Records provided
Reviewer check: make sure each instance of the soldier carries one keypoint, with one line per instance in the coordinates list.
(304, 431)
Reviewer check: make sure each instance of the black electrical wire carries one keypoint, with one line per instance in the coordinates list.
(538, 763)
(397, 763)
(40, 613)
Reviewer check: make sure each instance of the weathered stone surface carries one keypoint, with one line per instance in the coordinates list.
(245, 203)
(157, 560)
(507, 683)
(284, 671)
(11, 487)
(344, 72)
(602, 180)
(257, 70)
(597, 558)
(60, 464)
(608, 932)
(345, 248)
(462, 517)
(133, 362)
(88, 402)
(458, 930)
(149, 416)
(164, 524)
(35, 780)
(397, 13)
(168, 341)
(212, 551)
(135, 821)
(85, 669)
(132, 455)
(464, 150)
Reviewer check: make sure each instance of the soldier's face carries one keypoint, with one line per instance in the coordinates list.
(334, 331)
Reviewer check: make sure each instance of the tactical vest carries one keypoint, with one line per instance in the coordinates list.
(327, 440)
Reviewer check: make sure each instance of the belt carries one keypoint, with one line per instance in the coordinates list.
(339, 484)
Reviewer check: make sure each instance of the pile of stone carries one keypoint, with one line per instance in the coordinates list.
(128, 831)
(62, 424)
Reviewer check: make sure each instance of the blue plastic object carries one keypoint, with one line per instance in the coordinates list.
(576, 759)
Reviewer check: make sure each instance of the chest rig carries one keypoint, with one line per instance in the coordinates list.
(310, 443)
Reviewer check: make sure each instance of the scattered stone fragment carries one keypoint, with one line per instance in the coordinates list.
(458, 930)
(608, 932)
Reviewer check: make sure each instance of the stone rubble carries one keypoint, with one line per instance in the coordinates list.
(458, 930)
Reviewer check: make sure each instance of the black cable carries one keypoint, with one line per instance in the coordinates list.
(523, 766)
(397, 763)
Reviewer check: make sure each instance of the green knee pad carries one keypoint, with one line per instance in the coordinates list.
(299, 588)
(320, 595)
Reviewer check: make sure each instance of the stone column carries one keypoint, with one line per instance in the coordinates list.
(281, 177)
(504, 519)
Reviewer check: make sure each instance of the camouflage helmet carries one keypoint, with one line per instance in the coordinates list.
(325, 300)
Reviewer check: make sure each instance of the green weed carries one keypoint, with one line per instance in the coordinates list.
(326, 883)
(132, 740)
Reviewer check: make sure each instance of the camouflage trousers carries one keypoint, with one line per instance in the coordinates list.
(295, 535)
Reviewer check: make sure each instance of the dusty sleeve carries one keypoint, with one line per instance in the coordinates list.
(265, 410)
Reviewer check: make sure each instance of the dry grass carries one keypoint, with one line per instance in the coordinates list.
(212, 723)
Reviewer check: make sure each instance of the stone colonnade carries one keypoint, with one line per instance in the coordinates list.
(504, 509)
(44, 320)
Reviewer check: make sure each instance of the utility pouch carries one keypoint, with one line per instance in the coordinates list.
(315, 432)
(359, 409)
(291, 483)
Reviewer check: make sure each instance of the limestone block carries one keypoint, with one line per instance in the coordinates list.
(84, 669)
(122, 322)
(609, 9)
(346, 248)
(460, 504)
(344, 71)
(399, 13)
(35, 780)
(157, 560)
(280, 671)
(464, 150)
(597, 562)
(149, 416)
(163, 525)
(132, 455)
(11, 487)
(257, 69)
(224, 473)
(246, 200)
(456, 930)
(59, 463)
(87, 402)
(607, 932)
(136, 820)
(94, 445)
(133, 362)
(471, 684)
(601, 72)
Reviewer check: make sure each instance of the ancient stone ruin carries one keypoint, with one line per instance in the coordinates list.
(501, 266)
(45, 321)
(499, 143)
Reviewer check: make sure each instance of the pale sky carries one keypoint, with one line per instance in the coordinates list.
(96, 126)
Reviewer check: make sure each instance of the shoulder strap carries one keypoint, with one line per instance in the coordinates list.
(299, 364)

Goal of the exercise
Output every line of the data above as a JSON list of strings, one string per line, omitting blank lines.

Written solution
[
  "Reviewer check: make sure each instance of the soldier carries one keypoint, with one line per instance in the coordinates list.",
  "(304, 431)",
  "Reviewer check: make sure each instance of the black electrical wire carries one keypoint, with one line per instance in the coordinates list.",
  "(538, 763)",
  "(397, 763)",
  "(40, 613)",
  "Reviewer check: make sure each instance of the weathered stone surface carries one keypoint, with one line per instance in the coordinates list.",
  "(245, 203)",
  "(157, 560)",
  "(507, 683)",
  "(284, 671)",
  "(11, 487)",
  "(344, 72)",
  "(602, 180)",
  "(257, 70)",
  "(597, 558)",
  "(60, 464)",
  "(608, 932)",
  "(345, 248)",
  "(462, 517)",
  "(133, 362)",
  "(88, 402)",
  "(458, 930)",
  "(149, 416)",
  "(164, 524)",
  "(35, 780)",
  "(397, 13)",
  "(168, 341)",
  "(212, 551)",
  "(135, 821)",
  "(85, 669)",
  "(132, 455)",
  "(464, 150)",
  "Reviewer check: make sure each instance of the soldier's face carries one keypoint, with one line per instance in the coordinates list.",
  "(334, 331)",
  "Reviewer check: make sure each instance of the tactical vest carries one keypoint, with one line per instance in the coordinates list.",
  "(327, 440)",
  "Reviewer check: make sure each instance of the belt carries one keypoint, with one line per instance in the coordinates list.",
  "(339, 484)",
  "Reviewer check: make sure each instance of the pile of stone carries one keypoint, with one line per instance in the coordinates list.",
  "(128, 831)",
  "(62, 424)",
  "Reviewer check: make sure each instance of the blue plastic object carries one keypoint, with one line per instance in the coordinates list.",
  "(576, 759)",
  "Reviewer check: make sure each instance of the chest rig carries one keypoint, with one line per instance in the coordinates list.",
  "(310, 443)",
  "Reviewer check: make sure each instance of the scattered stone fragment carries one keypoint, with one line per instance in the coordinates list.",
  "(458, 930)",
  "(608, 932)",
  "Reviewer check: make sure each instance of the stone rubble carries one keypoint, with one line per instance in the coordinates list.",
  "(458, 930)",
  "Reviewer check: make sure each instance of the black cable carries one keypoint, with one line per instance in the coordinates list.",
  "(523, 766)",
  "(397, 763)",
  "Reviewer check: make sure each instance of the green knee pad carries one keypoint, with one line per instance in the coordinates list.",
  "(299, 588)",
  "(320, 595)",
  "Reviewer check: make sure each instance of the stone column carries one keypoint, with one line per instance in the coordinates list.",
  "(281, 177)",
  "(504, 519)",
  "Reviewer check: make sure each instance of the camouflage helmet carries one keypoint, with one line per instance in the coordinates list.",
  "(325, 300)",
  "Reviewer check: make sure each instance of the green weed carries one keypoint, with one line per instance in the coordinates list.",
  "(326, 883)",
  "(132, 740)",
  "Reviewer check: make sure each instance of the camouflage trousers carries one keypoint, with one line per instance in the coordinates list.",
  "(295, 535)",
  "Reviewer check: make sure each instance of the dusty sleeve carries one keypoint, with one line per instance in the coordinates list.",
  "(265, 410)",
  "Reviewer check: make sure each instance of the dry grass carries one keypoint, with one line per instance in the coordinates list.",
  "(212, 723)",
  "Reviewer check: make sure each instance of the stone colonnade carries one keypoint, with one line per instance in the coordinates list.",
  "(504, 509)",
  "(44, 320)",
  "Reviewer check: make sure each instance of the utility pouch carries one keypoint, with one line per instance in the coordinates list.",
  "(315, 432)",
  "(359, 409)",
  "(291, 483)",
  "Reviewer check: make sure each instance of the limestone block carries one keypoint, with one line per instance in the coordinates list.",
  "(84, 669)",
  "(122, 322)",
  "(609, 9)",
  "(346, 248)",
  "(460, 504)",
  "(344, 71)",
  "(399, 13)",
  "(35, 780)",
  "(157, 560)",
  "(280, 671)",
  "(464, 150)",
  "(597, 562)",
  "(149, 416)",
  "(163, 525)",
  "(132, 455)",
  "(11, 487)",
  "(257, 69)",
  "(224, 473)",
  "(246, 200)",
  "(456, 930)",
  "(59, 463)",
  "(87, 402)",
  "(607, 932)",
  "(136, 820)",
  "(94, 445)",
  "(133, 362)",
  "(471, 684)",
  "(601, 72)",
  "Reviewer check: make sure each instance of the ancient stone ruin carries one keypoint, with one line per instance in the coordinates list.",
  "(501, 266)",
  "(45, 321)",
  "(499, 143)",
  "Reviewer check: make sure each instance of the pale sky carries one keypoint, with one line per instance in the coordinates list.",
  "(96, 126)",
  "Reviewer check: make sure each instance of the shoulder strap carries one keypoint, with one line per instance in the coordinates list.",
  "(299, 364)"
]